(Source data)
◆ ◆ ◆ ◆

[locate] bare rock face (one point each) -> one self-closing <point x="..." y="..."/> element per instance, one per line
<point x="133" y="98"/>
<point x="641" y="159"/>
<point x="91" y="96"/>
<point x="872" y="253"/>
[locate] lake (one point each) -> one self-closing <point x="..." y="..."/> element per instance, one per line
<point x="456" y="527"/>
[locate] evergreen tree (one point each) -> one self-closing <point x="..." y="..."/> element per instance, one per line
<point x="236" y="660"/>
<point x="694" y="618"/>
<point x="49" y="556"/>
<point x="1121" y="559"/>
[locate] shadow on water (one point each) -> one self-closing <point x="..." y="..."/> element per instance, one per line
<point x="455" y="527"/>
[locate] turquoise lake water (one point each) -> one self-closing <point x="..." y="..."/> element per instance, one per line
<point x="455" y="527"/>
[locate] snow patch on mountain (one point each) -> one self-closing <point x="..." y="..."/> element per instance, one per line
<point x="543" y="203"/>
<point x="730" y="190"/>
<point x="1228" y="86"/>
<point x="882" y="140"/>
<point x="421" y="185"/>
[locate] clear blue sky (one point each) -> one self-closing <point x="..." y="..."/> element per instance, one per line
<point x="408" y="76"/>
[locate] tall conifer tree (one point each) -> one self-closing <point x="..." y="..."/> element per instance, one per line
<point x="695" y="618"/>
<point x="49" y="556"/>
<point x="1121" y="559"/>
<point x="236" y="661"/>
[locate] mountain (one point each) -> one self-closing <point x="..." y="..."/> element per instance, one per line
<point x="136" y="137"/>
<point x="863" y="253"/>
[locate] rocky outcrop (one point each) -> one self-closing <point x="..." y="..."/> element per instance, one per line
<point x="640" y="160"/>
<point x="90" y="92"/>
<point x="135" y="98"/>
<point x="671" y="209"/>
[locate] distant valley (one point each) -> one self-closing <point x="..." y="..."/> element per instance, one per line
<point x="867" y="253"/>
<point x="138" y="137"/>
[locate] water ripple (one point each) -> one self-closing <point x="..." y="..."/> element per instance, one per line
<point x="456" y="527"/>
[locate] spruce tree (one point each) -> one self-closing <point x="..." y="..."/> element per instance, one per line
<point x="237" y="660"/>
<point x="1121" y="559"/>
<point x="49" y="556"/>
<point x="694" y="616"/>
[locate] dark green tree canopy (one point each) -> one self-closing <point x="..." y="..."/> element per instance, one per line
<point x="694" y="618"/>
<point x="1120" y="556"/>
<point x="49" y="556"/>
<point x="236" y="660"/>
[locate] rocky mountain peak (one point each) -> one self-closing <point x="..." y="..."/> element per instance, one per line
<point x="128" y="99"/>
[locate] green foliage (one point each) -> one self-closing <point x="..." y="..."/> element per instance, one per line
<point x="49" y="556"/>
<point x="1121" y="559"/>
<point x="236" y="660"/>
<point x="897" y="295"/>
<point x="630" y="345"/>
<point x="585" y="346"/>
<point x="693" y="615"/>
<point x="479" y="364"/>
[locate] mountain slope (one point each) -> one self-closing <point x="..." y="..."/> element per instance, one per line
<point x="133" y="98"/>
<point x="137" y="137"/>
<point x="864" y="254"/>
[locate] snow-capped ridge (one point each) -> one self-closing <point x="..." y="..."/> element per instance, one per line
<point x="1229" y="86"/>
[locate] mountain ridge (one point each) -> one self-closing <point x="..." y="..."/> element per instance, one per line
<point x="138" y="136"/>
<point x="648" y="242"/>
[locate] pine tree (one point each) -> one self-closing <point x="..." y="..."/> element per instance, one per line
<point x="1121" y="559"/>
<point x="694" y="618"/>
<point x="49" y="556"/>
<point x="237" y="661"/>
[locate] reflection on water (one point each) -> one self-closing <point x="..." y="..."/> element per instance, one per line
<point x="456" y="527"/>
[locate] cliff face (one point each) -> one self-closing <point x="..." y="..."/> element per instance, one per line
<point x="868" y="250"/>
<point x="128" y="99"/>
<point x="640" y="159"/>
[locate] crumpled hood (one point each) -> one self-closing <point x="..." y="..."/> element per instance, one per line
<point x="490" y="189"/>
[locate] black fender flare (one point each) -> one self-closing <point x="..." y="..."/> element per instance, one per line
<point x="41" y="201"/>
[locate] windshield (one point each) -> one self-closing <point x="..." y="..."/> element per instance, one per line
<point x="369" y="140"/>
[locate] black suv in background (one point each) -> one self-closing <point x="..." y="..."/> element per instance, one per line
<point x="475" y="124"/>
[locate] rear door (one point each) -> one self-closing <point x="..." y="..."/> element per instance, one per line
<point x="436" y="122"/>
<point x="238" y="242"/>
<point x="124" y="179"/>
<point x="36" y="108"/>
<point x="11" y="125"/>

◆ ◆ ◆ ◆

From the data above, give every line again exactly as it appears.

[locate] bare rock face (one point each) -> one self-closing <point x="..." y="..."/> element per instance, one per line
<point x="133" y="98"/>
<point x="641" y="159"/>
<point x="91" y="96"/>
<point x="872" y="253"/>
[locate] lake (one point each) -> one self-closing <point x="..." y="..."/> element per instance, one per line
<point x="456" y="527"/>
[locate] evergreen tree (one point each) -> one self-closing <point x="..." y="..."/> element per instance, one per line
<point x="236" y="660"/>
<point x="694" y="618"/>
<point x="49" y="556"/>
<point x="1121" y="559"/>
[locate] shadow on water (one point each) -> one self-closing <point x="..." y="..."/> element per instance, one per line
<point x="455" y="527"/>
[locate] turquoise lake water (one point each) -> one self-closing <point x="..." y="..."/> element per instance, one per line
<point x="455" y="527"/>
[locate] snow patch on mountain (one point each) -> one self-closing <point x="..." y="..."/> element per instance, one per line
<point x="543" y="203"/>
<point x="730" y="190"/>
<point x="1228" y="86"/>
<point x="882" y="140"/>
<point x="421" y="185"/>
[locate] clear blue sky (one point each) -> one self-closing <point x="..." y="..."/> element per instance, one per line
<point x="408" y="76"/>
[locate] tall conifer tree (one point each) -> one self-closing <point x="..." y="..."/> element per instance, one per line
<point x="695" y="618"/>
<point x="49" y="556"/>
<point x="1121" y="559"/>
<point x="236" y="661"/>
[locate] mountain (one point each) -> one self-closing <point x="..." y="..."/> element per instance, one per line
<point x="136" y="137"/>
<point x="863" y="253"/>
[locate] rocky outcrop (one point each) -> one self-closing <point x="..." y="..."/> element per instance, one per line
<point x="640" y="160"/>
<point x="90" y="92"/>
<point x="135" y="98"/>
<point x="671" y="209"/>
[locate] distant valley (one point each) -> one self-closing <point x="..." y="..."/> element per instance, one per line
<point x="867" y="253"/>
<point x="138" y="137"/>
[locate] water ripple (one point each) -> one self-closing <point x="..." y="..."/> element per instance, one per line
<point x="456" y="527"/>
[locate] spruce tree (one point each) -> one self-closing <point x="..." y="..."/> element per instance, one per line
<point x="237" y="660"/>
<point x="1121" y="559"/>
<point x="49" y="556"/>
<point x="694" y="616"/>
[locate] dark green tree canopy (one point each) -> one self-closing <point x="..." y="..."/> element per instance, one per line
<point x="694" y="618"/>
<point x="1120" y="556"/>
<point x="49" y="556"/>
<point x="236" y="660"/>
[locate] rocky mountain peak (one point each) -> one self-closing <point x="..." y="..."/> element per instance, one per line
<point x="128" y="99"/>
[locate] green foliage (one point each) -> one self-closing <point x="..." y="..."/> element per instance, one per line
<point x="49" y="556"/>
<point x="1121" y="559"/>
<point x="236" y="660"/>
<point x="897" y="295"/>
<point x="630" y="345"/>
<point x="585" y="346"/>
<point x="693" y="615"/>
<point x="479" y="364"/>
[locate] mountain slope (one point each) -> one self-closing <point x="..." y="..."/> element per instance, one per line
<point x="133" y="98"/>
<point x="137" y="137"/>
<point x="864" y="254"/>
[locate] snow-capped ridge (one point each) -> one self-closing <point x="..." y="..."/> element per instance, one per line
<point x="1229" y="86"/>
[locate] mountain ridge (one point each) -> one self-closing <point x="..." y="..."/> element per instance, one per line
<point x="138" y="136"/>
<point x="648" y="242"/>
[locate] pine tree (one point each) -> one self-closing <point x="..." y="..."/> element per instance, one per line
<point x="1121" y="559"/>
<point x="694" y="618"/>
<point x="49" y="556"/>
<point x="237" y="661"/>
[locate] reflection on water (one point each) -> one self-closing <point x="..." y="..."/> element per instance, one per line
<point x="456" y="527"/>
[locate] cliff face (one point each) -> one self-closing <point x="..." y="..."/> element per instance, one per line
<point x="868" y="250"/>
<point x="128" y="99"/>
<point x="640" y="159"/>
[locate] crumpled hood (one point each) -> one self-closing <point x="..." y="..."/> element per instance, one per line
<point x="490" y="189"/>
[locate] black fender flare (one point each) -> one self-closing <point x="..." y="..."/> element per instance, one per line
<point x="41" y="201"/>
[locate] windshield (one point each) -> one self-closing <point x="..." y="..."/> element per instance, one per line
<point x="369" y="140"/>
[locate] black suv in background (one point each) -> one self-closing <point x="..." y="..."/> element per instance, one per line
<point x="475" y="124"/>
[locate] rear door (one point each) -> one self-closing <point x="..." y="..."/> element per instance, one per line
<point x="436" y="122"/>
<point x="238" y="242"/>
<point x="124" y="179"/>
<point x="36" y="108"/>
<point x="11" y="125"/>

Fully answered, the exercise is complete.